### Text zum Lesen
━━━━━━━━━━━━━━━━━━━━━━━━━━━━━━
Eine etwaige Zuständigkeit (hier:) Italiens wäre jedenfalls gemäß Art. 21 Abs. 1 Unterabs. 3 Dublin III-VO dadurch auf die Bundesrepublik Deutschland übergegangen, dass die Bundesrepublik Italien nicht innerhalb der in Art. 21 Abs. 1 Unterabs. 1 und 2 Dublin III-VO genannten Fristen ein Gesuch um Aufnahme der Klägerin unterbreitet hat. Diese selbstständig tragende Begründung des Berufungsurteils steht im Einklang mit Bundesrecht. Die Sonderregelung in Art.20 Abs. 3 Satz 2 letzter Halbsatz Dublin III-VO, wonach es der Einleitung eines „neuen Zuständigkeitsverfahrens“ für das Kind nicht bedarf, macht ein solches Aufnahmegesuch hier auch dann nicht entbehrlich, wenn es im Grundsatz möglich wäre, die Zuständigkeit für das nachgeborene Kind weitergewanderter schutzberechtigter Eltern aus einer analogen Anwendung dieser Verfahrensvorschrift herzuleiten. Denn zumindest diese Sonderregelung ist auf die hier vorliegende Konstellation eines Kindes bereits schutzberechtigter Eltern nicht analog anwendbar3.
Die analoge Anwendung einer Rechtsvorschrift setzt neben einer planwidrigen Lücke auch eine vergleichbare Interessenlage zwischen untersuchtem und geregeltem Fall voraus4. Für eine analoge Anwendung des in Art.20 Abs. 3 Satz 2 Halbs. 2 Dublin III-VO geregelten Absehens von einem neuen Zuständigkeitsverfahren für minderjährige Familienangehörige auch auf Asylanträge von Kindern, deren Eltern in einem anderen Mitgliedstaat bereits internationaler Schutz zuerkannt wurde, fehlt es indes an der Wertungsgleichheit bzw. Vergleichbarkeit von geregeltem und ungeregeltem Sachverhalt.
━━━━━━━━━━━━━━━━━━━━━━━━━━━━━━
### Gelieferte Datensätze
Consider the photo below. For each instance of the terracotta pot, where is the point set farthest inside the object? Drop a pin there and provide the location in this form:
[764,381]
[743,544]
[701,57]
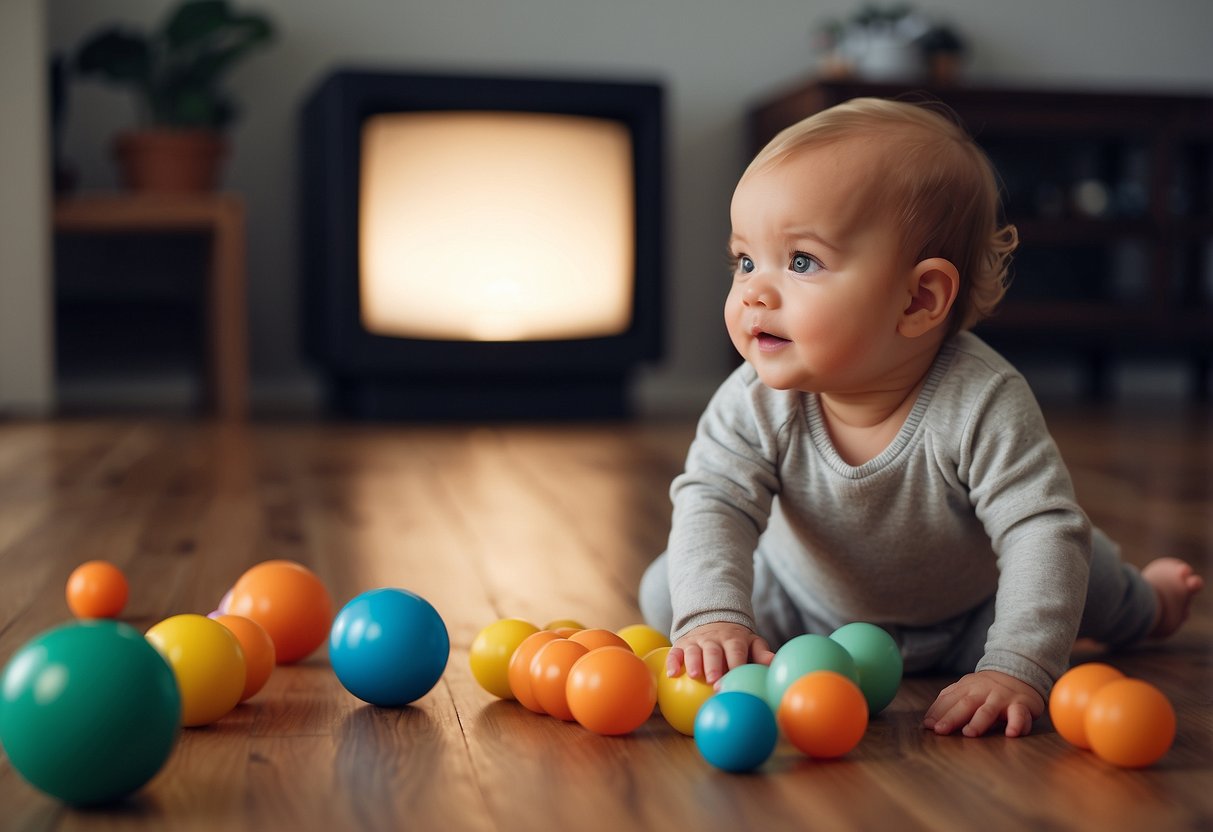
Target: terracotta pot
[164,160]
━━━━━━━━━━━━━━━━━━━━━━━━━━━━━━
### Aufgaben
[1] Stimmen diese Aussagen mit dem Text zur Dublin-III-Verordnung überein? Antworte jeweils mit Ja oder Nein und zitiere die entscheidenden Worte aus dem Text.
(a) Für eine analoge Anwendung einer Vorschrift braucht es neben einer planwidrigen Lücke auch eine vergleichbare Interessenlage.
(b) Die selbstständig tragende Begründung des Berufungsurteils widerspricht dem Bundesrecht.
(c) Die Sonderregelung lässt sich auf ein Kind bereits schutzberechtigter Eltern analog anwenden.
[2] Gib aus dem Text zur Dublin-III-Verordnung die Stelle von „Die analoge Anwendung“ bis „und ungeregeltem Sachverhalt.“ wortgetreu wieder.
[3] Schreib den Text zur Dublin-III-Verordnung im Anschluss an seinen letzten Satz weiter.

### Antworten
[1]
(a) Ja: „setzt neben einer planwidrigen Lücke auch eine vergleichbare Interessenlage zwischen untersuchtem und geregeltem Fall“
(b) Nein: „steht im Einklang mit Bundesrecht“
(c) Nein: „auf die hier vorliegende Konstellation eines Kindes bereits schutzberechtigter Eltern nicht analog anwendbar“

[2]
Die analoge Anwendung einer Rechtsvorschrift setzt neben einer planwidrigen Lücke auch eine vergleichbare Interessenlage zwischen untersuchtem und geregeltem Fall voraus4. Für eine analoge Anwendung des in Art.20 Abs. 3 Satz 2 Halbs. 2 Dublin III-VO geregelten Absehens von einem neuen Zuständigkeitsverfahren für minderjährige Familienangehörige auch auf Asylanträge von Kindern, deren Eltern in einem anderen Mitgliedstaat bereits internationaler Schutz zuerkannt wurde, fehlt es indes an der Wertungsgleichheit bzw. Vergleichbarkeit von geregeltem und ungeregeltem Sachverhalt.

[3]
Bereits aus der systematischen Stellung der Verfahrensakzessorietät nach Art.20 Abs. 3 Dublin III-VO als einleitende Vorschrift des Kapitels VI der Verordnung – Aufnahme- und Wiederaufnahmeverfahren – ergibt sich, dass diese zunächst nur für noch nicht abgeschlossene Verfahren gilt. Art.20 Dublin III-VO regelt in Abs. 1 die Einleitung des Zuständigkeitsbestimmungsverfahrens und sieht in Abs. 3 für Minderjährige die Zuständigkeit des Mitgliedstaates vor, der (auch) für die Prüfung des Antrages auf internationalen Schutz des Familienangehörigen zuständig ist. Solange ein Zuständigkeitsbestimmungsverfahren für den Schutzantrag der Eltern noch nicht abgeschlossen ist, unterfällt dieser dem Anwendungsbereich der Verordnung, der (erst) mit dem Abschluss des Verfahrens endet. In ein so laufendes Verfahren ist der Schutzantrag des Kindes einzubeziehen. Wird den Eltern dagegen internationaler Schutz durch einen Mitgliedstaat gewährt, können sie nach (illegaler) Sekundärmigration und einem erneuten Antrag in einem anderen Mitgliedstaat nicht mehr im Rahmen des Dublin-Regimes, sondern nur auf anderer Rechtsgrundlage (z.B. bilaterale Rückführungsabkommen) in den Schutz gewährenden Mitgliedstaat zurückgeführt werden.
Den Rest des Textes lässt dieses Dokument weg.